● **Testo del documento**:
Guidalberto Bormolini è stato molte cose nella vita: operaio di una falegnameria, in seguito liutaio. Attualmente è consacrato e sacerdote in una comunità di meditazione cristiana: i Ricostruttori nella preghiera. Laureato alla Pontificia Università Gregoriana, ha conseguito la Licenza in Antropologia Teologica ed è dottorando in Teologia Spirituale presso l'Ateneo S. Anselmo a Roma. Si occupa in special modo di accompagnamento spirituale dei morenti ed è docente al Master "Death Studies & the End of Life" dell'Università di Padova. Ovvero è un tanatologo, parola moderna per quella disciplina antichissima che cerca di accompagnare l'uomo verso una buona morte, verso un cosciente e sereno distacco dalla vita. In questo percorso ha accompagnato anche personaggi noti come Franco Battiato. Lo abbiamo interrogato sulla morte delle Gemelle Kessler. Ovviamente un tema così delicato difficilmente è affrontabile senza una conoscenza diretta del percorso personale delle due artiste. Abbiamo quindi fatto un ragionamento che può solo sfiorare due vite così profondamente incrociate, proseguite intrecciate, come in un ballo strettissimo per 89 anni.
Padre Bormolini non abbiamo tutti i dettagli della situazione ma si sa che tra i gemelli esiste un legame fortissimo. In un certo senso una vita senza solitudine. La morte può essere percepita come una grande solitudine. Se avessero deciso di affrontarla assieme sarebbe così stupefacente?
"La vita in simbiosi di due gemelli è una cosa nota a tutti, che scelte decisive siano fatte in sintonia rientra in questo contesto noto. Se entriamo nell'aspetto di una scelta come questa, così apparentemente traumatica, può darsi che questa sintonia sia arrivata anche sino a questo. Se devo avere una posizione a caldo mi viene da dire: non diamone una interpretazione troppo romantica, viviamo in un'epoca di emulazione. E l'idea dell'amore sino all'ultimo può produrre effetti negativi perché riflettiamo poco sulla morte. Non ne vediamo più l'irreversibilità. Un fenomeno che colpisce molto i giovani".

● **Esercizi**:
A. Aggiorna l'intervista sulle gemelle Kessler nel tratto che va da "Padre Bormolini non" fino a "sarebbe così stupefacente?", mettendo "legame profondo" al posto di "legame fortissimo".
B. Riassumi in due frasi l'intervista sulle gemelle Kessler.
C. Rispondi a queste domande sull'intervista sulle gemelle Kessler:
(i) In quale università Bormolini insegna al Master "Death Studies & the End of Life"?
(ii) Per quanti anni le vite delle due artiste sono proseguite intrecciate?
(iii) Secondo Bormolini, chi colpisce molto il fenomeno di cui parla?
Per svolgere gli esercizi non servono le voci riportate.

● **Dati forniti**:
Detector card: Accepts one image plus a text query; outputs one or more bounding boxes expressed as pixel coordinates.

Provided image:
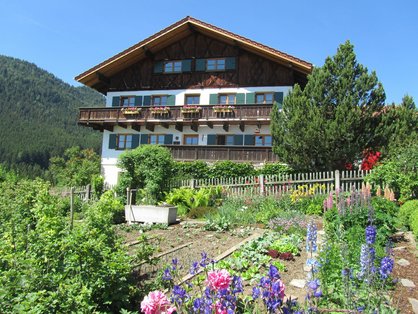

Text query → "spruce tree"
[271,41,385,171]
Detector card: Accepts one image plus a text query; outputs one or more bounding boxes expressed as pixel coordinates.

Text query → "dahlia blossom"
[205,269,232,291]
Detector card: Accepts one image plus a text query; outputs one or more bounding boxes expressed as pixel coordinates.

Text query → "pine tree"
[271,41,385,171]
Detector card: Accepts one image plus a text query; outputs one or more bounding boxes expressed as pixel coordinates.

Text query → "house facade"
[76,17,312,184]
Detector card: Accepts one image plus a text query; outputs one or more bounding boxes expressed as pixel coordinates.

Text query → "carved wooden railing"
[79,104,272,124]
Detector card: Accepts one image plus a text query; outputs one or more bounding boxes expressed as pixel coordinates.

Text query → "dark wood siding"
[109,32,306,91]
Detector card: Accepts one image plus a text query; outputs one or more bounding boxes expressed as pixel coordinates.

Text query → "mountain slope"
[0,55,104,175]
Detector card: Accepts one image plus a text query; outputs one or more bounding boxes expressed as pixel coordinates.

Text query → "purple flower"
[366,225,376,245]
[379,256,393,279]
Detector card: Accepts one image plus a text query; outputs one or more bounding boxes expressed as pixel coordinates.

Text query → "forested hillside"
[0,55,104,174]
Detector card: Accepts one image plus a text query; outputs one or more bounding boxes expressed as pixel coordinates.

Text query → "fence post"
[258,174,265,195]
[70,187,74,230]
[334,170,341,192]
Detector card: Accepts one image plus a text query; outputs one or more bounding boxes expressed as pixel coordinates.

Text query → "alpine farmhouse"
[75,17,312,185]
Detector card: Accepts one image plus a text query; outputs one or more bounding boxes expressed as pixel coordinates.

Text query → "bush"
[399,200,418,229]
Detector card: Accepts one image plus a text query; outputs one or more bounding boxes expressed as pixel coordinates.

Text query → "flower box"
[125,205,177,225]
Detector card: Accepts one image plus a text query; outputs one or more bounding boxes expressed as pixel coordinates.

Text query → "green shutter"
[109,134,117,149]
[209,94,219,105]
[132,134,139,148]
[154,61,164,73]
[245,93,255,105]
[225,57,236,70]
[141,134,148,144]
[164,134,173,145]
[234,135,244,145]
[244,134,255,145]
[181,59,192,72]
[167,95,176,106]
[135,96,142,107]
[208,134,216,145]
[235,93,245,105]
[143,96,151,106]
[112,96,120,107]
[196,59,206,71]
[274,92,283,109]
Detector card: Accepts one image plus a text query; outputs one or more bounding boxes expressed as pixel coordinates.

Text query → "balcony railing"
[164,145,278,162]
[79,104,273,125]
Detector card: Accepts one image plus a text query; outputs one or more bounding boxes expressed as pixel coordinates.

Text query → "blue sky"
[0,0,418,104]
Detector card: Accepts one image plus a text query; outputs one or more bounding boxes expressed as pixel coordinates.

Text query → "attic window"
[206,58,225,71]
[164,61,182,73]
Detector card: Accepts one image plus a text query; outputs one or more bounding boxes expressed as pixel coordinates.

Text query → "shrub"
[399,200,418,228]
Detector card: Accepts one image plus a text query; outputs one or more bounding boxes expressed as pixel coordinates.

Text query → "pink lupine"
[206,269,232,291]
[141,291,176,314]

● **Soluzioni**:
A.
Padre Bormolini non abbiamo tutti i dettagli della situazione ma si sa che tra i gemelli esiste un legame profondo. In un certo senso una vita senza solitudine. La morte può essere percepita come una grande solitudine. Se avessero deciso di affrontarla assieme sarebbe così stupefacente?

B. Guidalberto Bormolini è un sacerdote della comunità dei Ricostruttori nella preghiera e un tanatologo che si occupa di accompagnamento spirituale dei morenti. Interrogato sulla morte delle Gemelle Kessler, ammette che la sintonia tra gemelli può arrivare anche a una scelta simile, ma invita a non darne un'interpretazione troppo romantica, perché viviamo in un'epoca di emulazione e riflettiamo poco sulla morte.

C.
(i) All'Università di Padova.
(ii) Per 89 anni.
(iii) I giovani.